[WHAT IS NEEDED]: Copy the data below line for line, keeping every character unchanged.

** Start **

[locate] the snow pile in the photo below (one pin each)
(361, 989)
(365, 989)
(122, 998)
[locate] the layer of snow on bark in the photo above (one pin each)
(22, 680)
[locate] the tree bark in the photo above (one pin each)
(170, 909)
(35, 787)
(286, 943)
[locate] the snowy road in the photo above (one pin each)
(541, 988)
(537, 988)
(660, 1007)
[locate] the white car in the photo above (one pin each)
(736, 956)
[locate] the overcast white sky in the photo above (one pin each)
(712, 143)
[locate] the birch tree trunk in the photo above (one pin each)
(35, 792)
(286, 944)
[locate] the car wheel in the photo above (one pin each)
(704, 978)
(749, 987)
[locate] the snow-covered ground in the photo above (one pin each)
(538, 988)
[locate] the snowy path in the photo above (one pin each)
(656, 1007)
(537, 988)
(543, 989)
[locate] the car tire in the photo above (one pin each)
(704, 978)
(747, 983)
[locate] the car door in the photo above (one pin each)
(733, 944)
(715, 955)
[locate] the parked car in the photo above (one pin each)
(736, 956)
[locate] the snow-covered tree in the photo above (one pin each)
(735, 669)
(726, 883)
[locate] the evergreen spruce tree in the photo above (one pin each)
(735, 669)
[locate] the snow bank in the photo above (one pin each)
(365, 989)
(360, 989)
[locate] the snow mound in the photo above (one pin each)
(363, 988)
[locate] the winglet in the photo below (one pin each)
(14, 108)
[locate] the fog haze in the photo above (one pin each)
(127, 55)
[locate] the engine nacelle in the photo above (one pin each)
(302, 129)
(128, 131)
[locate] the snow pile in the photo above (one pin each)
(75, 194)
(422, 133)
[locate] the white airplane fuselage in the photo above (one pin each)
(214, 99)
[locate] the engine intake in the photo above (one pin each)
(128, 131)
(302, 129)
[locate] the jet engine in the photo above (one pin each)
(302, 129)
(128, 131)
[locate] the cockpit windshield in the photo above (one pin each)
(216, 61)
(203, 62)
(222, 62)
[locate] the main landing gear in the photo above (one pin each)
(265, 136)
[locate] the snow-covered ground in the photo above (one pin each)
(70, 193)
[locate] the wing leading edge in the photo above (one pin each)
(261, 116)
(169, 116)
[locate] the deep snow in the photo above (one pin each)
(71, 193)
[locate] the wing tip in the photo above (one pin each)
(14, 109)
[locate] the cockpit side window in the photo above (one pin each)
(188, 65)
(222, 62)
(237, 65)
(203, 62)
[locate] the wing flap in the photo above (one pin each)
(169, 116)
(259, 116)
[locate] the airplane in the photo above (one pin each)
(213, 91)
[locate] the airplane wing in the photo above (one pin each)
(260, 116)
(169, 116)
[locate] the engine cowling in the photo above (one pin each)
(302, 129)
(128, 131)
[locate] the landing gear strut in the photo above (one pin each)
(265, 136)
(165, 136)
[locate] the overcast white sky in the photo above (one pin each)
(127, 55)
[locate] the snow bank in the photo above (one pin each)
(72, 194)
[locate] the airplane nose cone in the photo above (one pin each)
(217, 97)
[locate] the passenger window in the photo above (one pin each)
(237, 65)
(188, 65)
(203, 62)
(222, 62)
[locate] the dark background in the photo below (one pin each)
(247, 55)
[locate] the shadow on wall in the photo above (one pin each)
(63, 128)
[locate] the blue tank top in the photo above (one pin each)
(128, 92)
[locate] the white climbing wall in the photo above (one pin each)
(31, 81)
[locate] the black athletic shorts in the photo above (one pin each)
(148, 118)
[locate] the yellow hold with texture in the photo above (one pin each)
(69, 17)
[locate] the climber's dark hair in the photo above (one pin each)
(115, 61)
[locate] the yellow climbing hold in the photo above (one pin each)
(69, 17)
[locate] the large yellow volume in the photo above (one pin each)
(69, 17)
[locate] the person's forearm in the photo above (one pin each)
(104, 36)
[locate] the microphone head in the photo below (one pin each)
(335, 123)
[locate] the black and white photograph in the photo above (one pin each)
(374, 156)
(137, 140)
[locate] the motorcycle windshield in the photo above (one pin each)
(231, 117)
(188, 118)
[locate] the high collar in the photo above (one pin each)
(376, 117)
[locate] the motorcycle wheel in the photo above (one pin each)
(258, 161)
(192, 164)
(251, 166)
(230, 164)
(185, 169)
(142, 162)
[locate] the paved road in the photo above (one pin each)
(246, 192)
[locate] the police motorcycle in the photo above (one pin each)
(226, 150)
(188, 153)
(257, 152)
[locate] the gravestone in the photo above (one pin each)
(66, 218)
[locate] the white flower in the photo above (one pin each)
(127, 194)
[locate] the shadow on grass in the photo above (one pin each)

** End **

[RESPONSE TO THE EXERCISE]:
[locate] the snow pile in the photo below (one pin each)
(361, 989)
(365, 989)
(122, 998)
[locate] the layer of snow on bark in the photo above (one pin each)
(22, 680)
[locate] the tree bark in the photo above (one pin each)
(170, 909)
(35, 787)
(286, 943)
[locate] the snowy road in the photo above (one pin each)
(541, 988)
(537, 988)
(660, 1007)
[locate] the white car in the photo above (one pin each)
(736, 956)
[locate] the overcast white sky in the photo above (one pin each)
(712, 143)
[locate] the birch tree trunk in the photo above (one pin each)
(35, 792)
(286, 944)
[locate] the car wheel in the photo above (one pin each)
(704, 978)
(749, 987)
[locate] the snow-covered ground in the photo above (one pin each)
(538, 988)
[locate] the snowy path in the photo above (one pin each)
(656, 1007)
(537, 988)
(543, 989)
[locate] the car tire in the photo above (one pin each)
(704, 978)
(747, 983)
[locate] the car door in the photo above (one pin each)
(733, 944)
(715, 955)
[locate] the parked car in the photo above (one pin each)
(736, 956)
[locate] the snow-covered tree in the photo above (one pin each)
(735, 669)
(726, 883)
[locate] the evergreen spruce tree in the photo above (one pin each)
(735, 669)
[locate] the snow bank in the photo above (one pin each)
(365, 989)
(360, 989)
[locate] the snow mound in the photo above (one pin each)
(363, 988)
[locate] the winglet in the photo below (one pin each)
(14, 108)
[locate] the fog haze in the photo above (one pin each)
(127, 55)
[locate] the engine nacelle in the photo above (one pin each)
(302, 129)
(128, 131)
[locate] the snow pile in the photo above (one pin each)
(75, 194)
(422, 133)
[locate] the white airplane fuselage in the photo above (one pin each)
(214, 99)
[locate] the engine intake in the photo above (one pin each)
(128, 131)
(302, 129)
[locate] the jet engine in the photo above (one pin each)
(302, 129)
(128, 131)
[locate] the cockpit windshield in the photo above (one pin each)
(216, 61)
(203, 62)
(222, 62)
[locate] the main landing gear in the photo above (one pin each)
(265, 136)
[locate] the snow-covered ground in the photo above (one pin each)
(70, 193)
[locate] the wing leading edge in the photo above (one pin each)
(261, 116)
(169, 116)
[locate] the deep snow in the photo above (one pin each)
(71, 193)
[locate] the wing tip in the photo above (one pin each)
(14, 109)
[locate] the cockpit side window in the photo above (one pin each)
(188, 65)
(222, 62)
(237, 65)
(203, 62)
[locate] the wing flap in the photo above (one pin each)
(169, 116)
(259, 116)
[locate] the airplane in the photo above (one pin each)
(213, 91)
[locate] the airplane wing in the photo above (one pin each)
(260, 116)
(169, 116)
[locate] the engine cowling in the photo above (one pin each)
(302, 129)
(128, 131)
[locate] the landing gear strut in the photo above (one pin each)
(265, 136)
(165, 136)
[locate] the overcast white sky in the photo above (one pin each)
(127, 55)
[locate] the snow bank in the photo above (one pin each)
(72, 194)
[locate] the airplane nose cone in the photo above (one pin each)
(217, 97)
[locate] the passenger window in the photo above (one pin each)
(237, 65)
(188, 65)
(203, 62)
(222, 62)
[locate] the dark background in the photo below (one pin each)
(247, 55)
[locate] the shadow on wall in the photo above (one pin each)
(63, 128)
[locate] the blue tank top in the photo above (one pin each)
(128, 92)
[locate] the white climbing wall in the photo above (one pin each)
(31, 81)
[locate] the black athletic shorts in the photo above (one pin each)
(148, 118)
[locate] the yellow hold with texture in the photo above (one pin each)
(69, 17)
[locate] the climber's dark hair in the photo above (one pin each)
(115, 61)
[locate] the yellow climbing hold in the photo above (one pin each)
(69, 17)
[locate] the large yellow volume in the photo above (one pin each)
(69, 17)
[locate] the person's forearm in the photo above (one pin each)
(104, 36)
[locate] the microphone head in the photo below (one pin each)
(335, 123)
[locate] the black and white photograph in the photo above (one pin each)
(374, 156)
(137, 140)
[locate] the motorcycle windshield in the photo above (one pin each)
(231, 117)
(188, 118)
[locate] the high collar in the photo above (one pin each)
(376, 117)
[locate] the motorcycle wheel in the photo above (one pin each)
(258, 161)
(192, 164)
(251, 166)
(230, 164)
(185, 169)
(142, 162)
[locate] the paved road in the photo above (one pin each)
(246, 192)
[locate] the police motorcycle in the photo above (one pin each)
(226, 150)
(188, 153)
(257, 152)
[locate] the gravestone in the photo above (one pin each)
(66, 218)
[locate] the white flower in the photo above (one pin each)
(127, 194)
[locate] the shadow on grass in the photo above (one pin each)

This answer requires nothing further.